>> start

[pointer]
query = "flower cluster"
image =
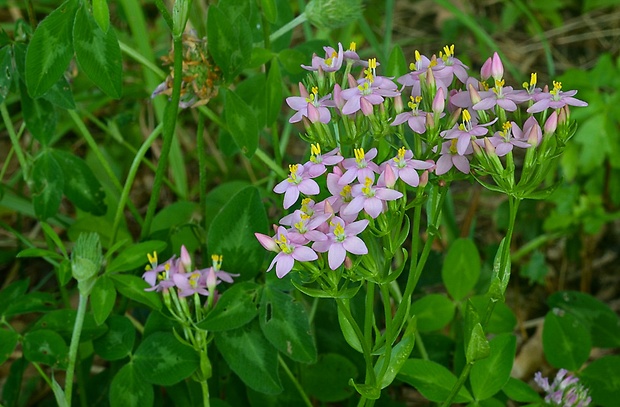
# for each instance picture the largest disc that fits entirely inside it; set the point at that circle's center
(565, 391)
(178, 273)
(359, 188)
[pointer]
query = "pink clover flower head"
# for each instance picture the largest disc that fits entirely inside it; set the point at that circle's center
(331, 63)
(448, 66)
(555, 99)
(310, 106)
(289, 252)
(370, 90)
(465, 131)
(296, 182)
(159, 276)
(316, 165)
(405, 166)
(565, 391)
(451, 158)
(360, 167)
(370, 198)
(342, 238)
(504, 140)
(415, 118)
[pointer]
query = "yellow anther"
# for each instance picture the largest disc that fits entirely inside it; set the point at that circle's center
(315, 149)
(359, 154)
(466, 116)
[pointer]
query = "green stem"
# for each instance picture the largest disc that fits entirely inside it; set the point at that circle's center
(170, 120)
(73, 347)
(291, 376)
(21, 158)
(457, 386)
(133, 170)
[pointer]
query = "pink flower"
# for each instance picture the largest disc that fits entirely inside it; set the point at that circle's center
(296, 182)
(331, 63)
(361, 166)
(342, 238)
(555, 99)
(451, 158)
(310, 106)
(370, 198)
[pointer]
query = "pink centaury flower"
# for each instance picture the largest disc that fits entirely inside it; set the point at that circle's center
(342, 238)
(296, 182)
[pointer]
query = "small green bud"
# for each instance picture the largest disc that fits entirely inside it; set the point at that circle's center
(333, 13)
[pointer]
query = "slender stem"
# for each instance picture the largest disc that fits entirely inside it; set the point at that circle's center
(133, 170)
(170, 120)
(14, 139)
(75, 342)
(291, 376)
(457, 386)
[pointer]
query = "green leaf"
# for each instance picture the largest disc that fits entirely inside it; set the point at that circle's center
(489, 375)
(133, 287)
(128, 389)
(62, 322)
(566, 342)
(241, 123)
(232, 233)
(432, 380)
(102, 299)
(50, 49)
(118, 341)
(81, 186)
(8, 342)
(285, 323)
(270, 11)
(46, 346)
(519, 391)
(328, 378)
(432, 312)
(134, 256)
(47, 185)
(235, 308)
(273, 92)
(101, 14)
(602, 376)
(161, 359)
(461, 268)
(397, 65)
(602, 322)
(98, 54)
(250, 355)
(6, 72)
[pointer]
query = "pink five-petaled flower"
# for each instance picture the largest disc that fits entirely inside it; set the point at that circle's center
(288, 251)
(342, 238)
(405, 167)
(450, 157)
(310, 106)
(331, 63)
(415, 118)
(370, 198)
(555, 99)
(361, 166)
(159, 276)
(504, 140)
(316, 165)
(296, 182)
(465, 131)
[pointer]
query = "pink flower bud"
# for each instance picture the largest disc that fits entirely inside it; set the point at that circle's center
(485, 71)
(439, 101)
(497, 68)
(552, 123)
(389, 177)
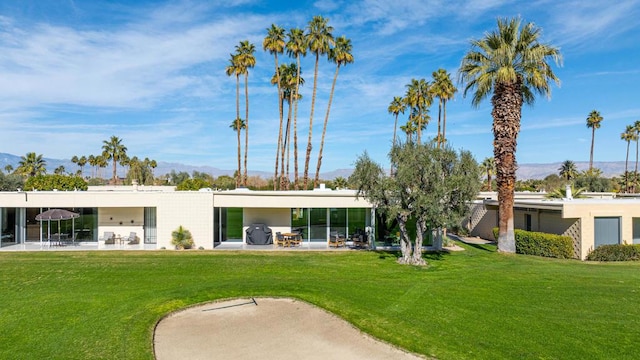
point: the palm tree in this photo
(444, 90)
(418, 97)
(320, 40)
(237, 125)
(245, 51)
(93, 163)
(82, 161)
(568, 170)
(114, 150)
(235, 68)
(636, 127)
(396, 108)
(593, 122)
(288, 82)
(296, 47)
(31, 165)
(340, 54)
(274, 43)
(511, 63)
(488, 166)
(628, 135)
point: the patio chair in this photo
(280, 240)
(133, 239)
(109, 238)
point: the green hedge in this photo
(615, 252)
(542, 244)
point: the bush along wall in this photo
(542, 244)
(617, 252)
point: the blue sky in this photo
(73, 73)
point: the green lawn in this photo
(474, 304)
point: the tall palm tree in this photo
(238, 125)
(235, 69)
(245, 51)
(396, 108)
(511, 63)
(488, 166)
(319, 37)
(31, 165)
(340, 54)
(568, 170)
(82, 161)
(274, 43)
(636, 127)
(443, 89)
(288, 84)
(418, 98)
(593, 122)
(114, 150)
(628, 135)
(296, 47)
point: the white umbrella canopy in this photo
(56, 214)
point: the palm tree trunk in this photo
(280, 105)
(593, 136)
(444, 122)
(507, 106)
(439, 116)
(635, 171)
(324, 128)
(626, 172)
(395, 126)
(313, 103)
(246, 124)
(238, 177)
(280, 147)
(295, 125)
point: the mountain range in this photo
(525, 171)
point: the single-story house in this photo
(153, 213)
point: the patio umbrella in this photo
(56, 214)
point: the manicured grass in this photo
(475, 304)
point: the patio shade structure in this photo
(56, 214)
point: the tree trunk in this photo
(593, 136)
(416, 259)
(295, 126)
(444, 122)
(280, 105)
(239, 176)
(246, 124)
(405, 243)
(438, 139)
(313, 103)
(626, 172)
(324, 128)
(507, 106)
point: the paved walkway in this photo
(265, 328)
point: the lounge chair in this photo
(280, 240)
(109, 238)
(132, 239)
(336, 239)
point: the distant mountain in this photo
(525, 171)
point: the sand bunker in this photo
(267, 329)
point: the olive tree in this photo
(430, 186)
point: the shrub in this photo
(542, 244)
(615, 252)
(182, 238)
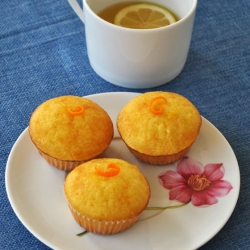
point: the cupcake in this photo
(105, 195)
(70, 130)
(159, 127)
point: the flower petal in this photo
(187, 167)
(219, 188)
(181, 193)
(203, 198)
(214, 172)
(170, 179)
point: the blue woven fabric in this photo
(43, 55)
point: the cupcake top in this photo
(107, 189)
(71, 128)
(159, 123)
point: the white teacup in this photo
(137, 58)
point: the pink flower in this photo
(195, 183)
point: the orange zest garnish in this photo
(79, 110)
(157, 110)
(111, 170)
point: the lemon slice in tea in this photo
(144, 16)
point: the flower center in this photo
(198, 183)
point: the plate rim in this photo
(132, 94)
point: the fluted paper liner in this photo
(102, 226)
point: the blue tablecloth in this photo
(43, 55)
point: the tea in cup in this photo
(137, 57)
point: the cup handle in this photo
(76, 7)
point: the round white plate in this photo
(35, 191)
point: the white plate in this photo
(35, 191)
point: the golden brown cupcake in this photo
(106, 196)
(70, 130)
(159, 127)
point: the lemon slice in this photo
(144, 16)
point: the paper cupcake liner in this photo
(159, 160)
(102, 226)
(60, 164)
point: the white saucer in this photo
(35, 191)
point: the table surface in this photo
(43, 55)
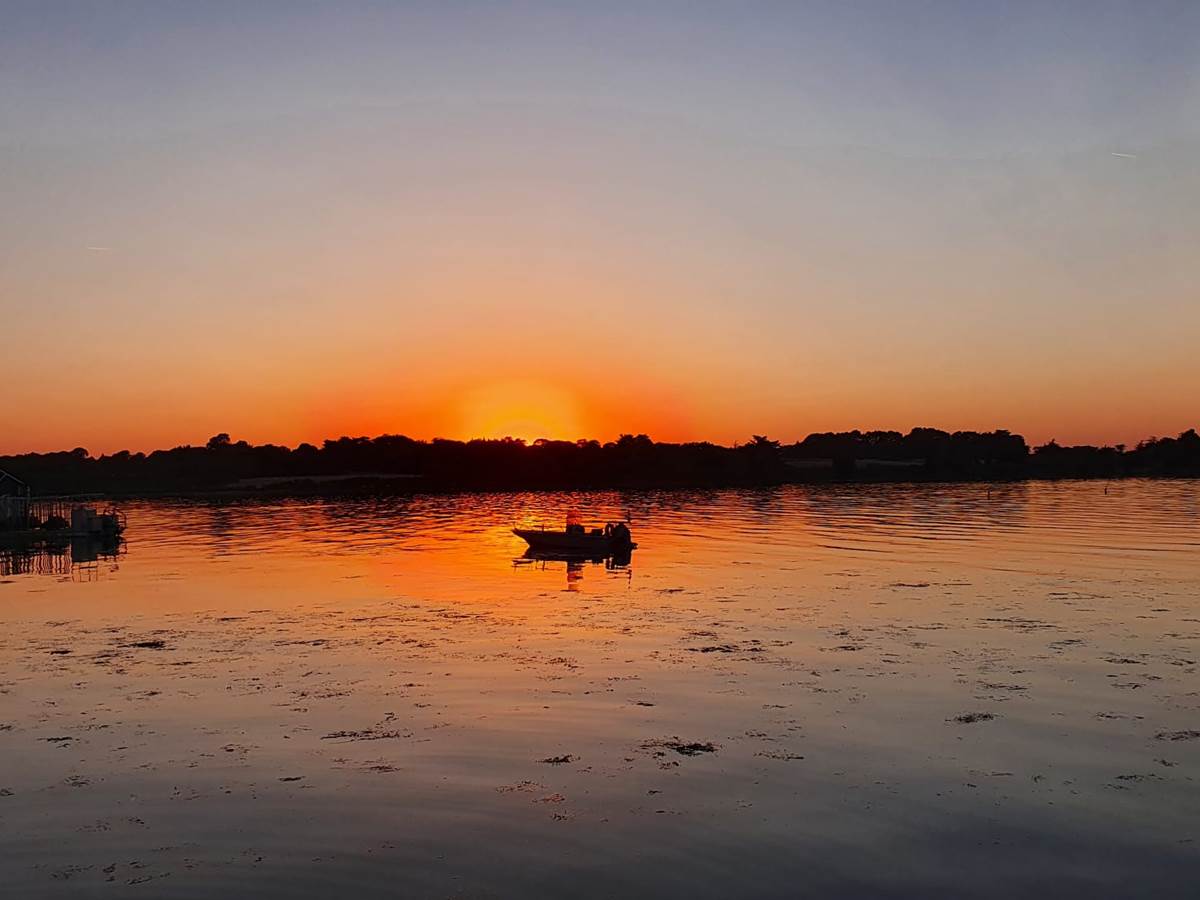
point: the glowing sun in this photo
(520, 409)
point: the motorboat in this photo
(577, 540)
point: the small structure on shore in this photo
(24, 515)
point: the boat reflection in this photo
(77, 556)
(576, 564)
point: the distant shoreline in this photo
(396, 465)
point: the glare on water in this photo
(972, 690)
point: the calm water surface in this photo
(841, 691)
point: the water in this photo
(837, 691)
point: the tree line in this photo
(400, 463)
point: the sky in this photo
(291, 221)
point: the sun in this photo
(520, 409)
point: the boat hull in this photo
(563, 543)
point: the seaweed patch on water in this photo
(1177, 736)
(364, 735)
(972, 718)
(684, 748)
(156, 645)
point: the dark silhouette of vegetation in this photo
(393, 462)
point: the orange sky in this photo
(565, 223)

>> end

Exercise requirements
Turn all the records into a numbered list with one line per entry, skipping blank lines and leaving out the pictures.

The completed task
1. [pointer]
2. query = "flower cluster"
3. image =
4. # for each instance picture the largest disc that fits entirely inside it; set the point at that circle's center
5. (565, 391)
6. (178, 273)
7. (359, 188)
8. [pointer]
9. query = "pink clover flower head"
10. # for each instance picture the largest disc that fits entirely inside it; set the point at that circle's center
11. (331, 63)
12. (448, 66)
13. (555, 99)
14. (310, 106)
15. (289, 252)
16. (370, 90)
17. (465, 131)
18. (296, 182)
19. (159, 276)
20. (316, 165)
21. (405, 166)
22. (565, 391)
23. (451, 158)
24. (360, 167)
25. (370, 198)
26. (342, 238)
27. (504, 140)
28. (415, 118)
29. [pointer]
30. query = "yellow anther"
31. # for each instance picture the largest disc that fits entirely inside it; set the point at that circle's center
32. (315, 149)
33. (359, 154)
34. (466, 116)
35. [pointer]
36. query = "green stem"
37. # for each instance picture the largest disc that fits entirely inside it; set the point at that circle's center
38. (170, 120)
39. (73, 347)
40. (291, 376)
41. (21, 158)
42. (457, 386)
43. (133, 170)
44. [pointer]
45. query = "pink flower"
46. # for each instance picture the largest disc that fits entirely inside it; set the point at that circle's center
47. (296, 182)
48. (331, 63)
49. (361, 166)
50. (342, 238)
51. (555, 99)
52. (451, 158)
53. (310, 106)
54. (370, 198)
55. [pointer]
56. query = "pink centaury flower"
57. # for each instance picture the largest disc that fits entirely inside it; set the point at that circle's center
58. (342, 238)
59. (296, 182)
60. [pointer]
61. query = "small green bud"
62. # for each instance picture the largest disc that fits entirely inside it; set the point at that circle's center
63. (333, 13)
64. [pointer]
65. query = "slender stem"
66. # for each instance picture the largest disc that fits entirely inside it; set the point at that circle's center
67. (133, 170)
68. (170, 120)
69. (14, 139)
70. (75, 342)
71. (291, 376)
72. (457, 386)
73. [pointer]
74. query = "green leaf"
75. # for each instance picture the largest disc that fits entirely inside it; set the point at that circle's center
76. (489, 375)
77. (133, 287)
78. (128, 389)
79. (62, 322)
80. (566, 342)
81. (241, 123)
82. (232, 233)
83. (432, 380)
84. (102, 299)
85. (50, 49)
86. (118, 341)
87. (81, 186)
88. (8, 342)
89. (285, 323)
90. (270, 11)
91. (46, 346)
92. (519, 391)
93. (328, 378)
94. (432, 312)
95. (134, 256)
96. (47, 185)
97. (235, 308)
98. (273, 92)
99. (101, 14)
100. (602, 376)
101. (161, 359)
102. (461, 268)
103. (397, 65)
104. (602, 322)
105. (98, 54)
106. (250, 355)
107. (6, 72)
108. [pointer]
109. query = "pink five-petaled flower"
110. # for each instance picture the largest disc that fits entirely inside it; set the point at that circle's center
111. (288, 251)
112. (342, 238)
113. (405, 167)
114. (450, 157)
115. (310, 106)
116. (331, 63)
117. (415, 118)
118. (370, 198)
119. (555, 99)
120. (361, 166)
121. (159, 276)
122. (504, 140)
123. (316, 165)
124. (296, 182)
125. (465, 131)
126. [pointer]
127. query = "pink flower bud"
128. # for each instance picture the largest disc that fits entirely inside it; set the point at that circle's center
129. (485, 71)
130. (439, 101)
131. (497, 68)
132. (552, 123)
133. (389, 177)
134. point: the palm tree in this photo
135. (444, 90)
136. (418, 97)
137. (320, 40)
138. (237, 125)
139. (245, 51)
140. (93, 163)
141. (82, 161)
142. (568, 170)
143. (114, 150)
144. (235, 68)
145. (636, 127)
146. (396, 108)
147. (593, 122)
148. (288, 82)
149. (296, 47)
150. (31, 165)
151. (340, 54)
152. (274, 43)
153. (511, 63)
154. (488, 166)
155. (628, 135)
156. point: the patio chair in this photo
157. (280, 240)
158. (133, 239)
159. (109, 238)
160. point: the green hedge in this photo
161. (615, 252)
162. (542, 244)
163. point: the bush along wall in this photo
164. (542, 244)
165. (617, 252)
166. point: the blue sky in this photo
167. (73, 73)
168. point: the green lawn in this photo
169. (474, 304)
170. point: the tall palm tree in this photo
171. (238, 125)
172. (235, 69)
173. (245, 51)
174. (396, 108)
175. (511, 63)
176. (488, 166)
177. (319, 37)
178. (31, 165)
179. (340, 54)
180. (568, 170)
181. (82, 161)
182. (274, 43)
183. (636, 127)
184. (443, 89)
185. (288, 84)
186. (418, 98)
187. (593, 122)
188. (114, 150)
189. (628, 135)
190. (296, 47)
191. point: the white umbrella canopy in this photo
192. (56, 214)
193. point: the palm tree trunk in this photo
194. (280, 105)
195. (593, 136)
196. (444, 122)
197. (507, 106)
198. (439, 116)
199. (635, 171)
200. (324, 128)
201. (626, 172)
202. (395, 126)
203. (313, 103)
204. (246, 124)
205. (238, 177)
206. (280, 147)
207. (295, 125)
208. point: the mountain range in this photo
209. (525, 171)
210. point: the single-story house in this photo
211. (153, 213)
212. point: the patio umbrella in this photo
213. (56, 214)
214. point: the manicured grass in this photo
215. (475, 304)
216. point: the patio shade structure in this photo
217. (56, 214)
218. point: the tree trunk in this photo
219. (593, 136)
220. (416, 259)
221. (295, 126)
222. (444, 122)
223. (280, 105)
224. (239, 176)
225. (246, 124)
226. (405, 243)
227. (438, 139)
228. (313, 103)
229. (626, 172)
230. (324, 128)
231. (507, 106)
232. point: the paved walkway in this photo
233. (265, 328)
234. point: the lounge chair in this photo
235. (280, 240)
236. (109, 238)
237. (132, 239)
238. (336, 239)
239. point: the distant mountain in this photo
240. (525, 171)
241. point: the sand bunker in this photo
242. (267, 329)
243. point: the olive tree in this photo
244. (430, 186)
245. point: the shrub in this photo
246. (542, 244)
247. (615, 252)
248. (182, 238)
249. point: the cupcake in this photo
250. (105, 195)
251. (70, 130)
252. (159, 127)
253. point: the flower petal in this photo
254. (187, 167)
255. (219, 188)
256. (181, 193)
257. (203, 198)
258. (214, 172)
259. (170, 179)
260. point: the blue woven fabric in this photo
261. (43, 55)
262. point: the cupcake top in this photo
263. (107, 189)
264. (71, 128)
265. (159, 123)
266. point: the white teacup in this photo
267. (137, 58)
268. point: the pink flower in this photo
269. (195, 183)
270. point: the orange zest garnish in this photo
271. (79, 110)
272. (157, 110)
273. (111, 170)
274. point: the lemon slice in tea in this photo
275. (144, 16)
276. point: the flower center in this photo
277. (198, 183)
278. point: the plate rim in this photo
279. (132, 94)
280. point: the fluted paper liner in this photo
281. (102, 226)
282. point: the blue tablecloth in this photo
283. (43, 55)
284. point: the tea in cup in this photo
285. (137, 57)
286. point: the cup handle in this photo
287. (76, 7)
288. point: the round white plate in this photo
289. (35, 191)
290. point: the white plate in this photo
291. (35, 191)
292. point: the golden brown cupcake in this photo
293. (106, 196)
294. (70, 130)
295. (159, 127)
296. point: the lemon slice in this photo
297. (144, 16)
298. point: the paper cupcake liner in this photo
299. (159, 160)
300. (102, 226)
301. (60, 164)
302. point: the white saucer in this photo
303. (35, 191)
304. point: the table surface in this photo
305. (43, 55)
306. point: the glowing sun in this photo
307. (520, 409)
308. point: the motorboat in this photo
309. (577, 540)
310. point: the small structure on shore in this photo
311. (24, 515)
312. point: the boat reflection in this photo
313. (77, 556)
314. (576, 564)
315. point: the distant shoreline in this photo
316. (396, 465)
317. point: the glare on water in this photo
318. (972, 690)
319. point: the calm water surface in this photo
320. (841, 691)
321. point: the water in this photo
322. (837, 691)
323. point: the tree line in this photo
324. (400, 463)
325. point: the sky in this photo
326. (291, 221)
327. point: the sun in this photo
328. (520, 409)
329. point: the boat hull in this photo
330. (563, 543)
331. point: the seaweed patch on water in this photo
332. (1177, 736)
333. (364, 735)
334. (972, 718)
335. (684, 748)
336. (156, 645)
337. point: the dark silhouette of vegetation in this photo
338. (393, 462)
339. point: the orange sky in this photo
340. (565, 223)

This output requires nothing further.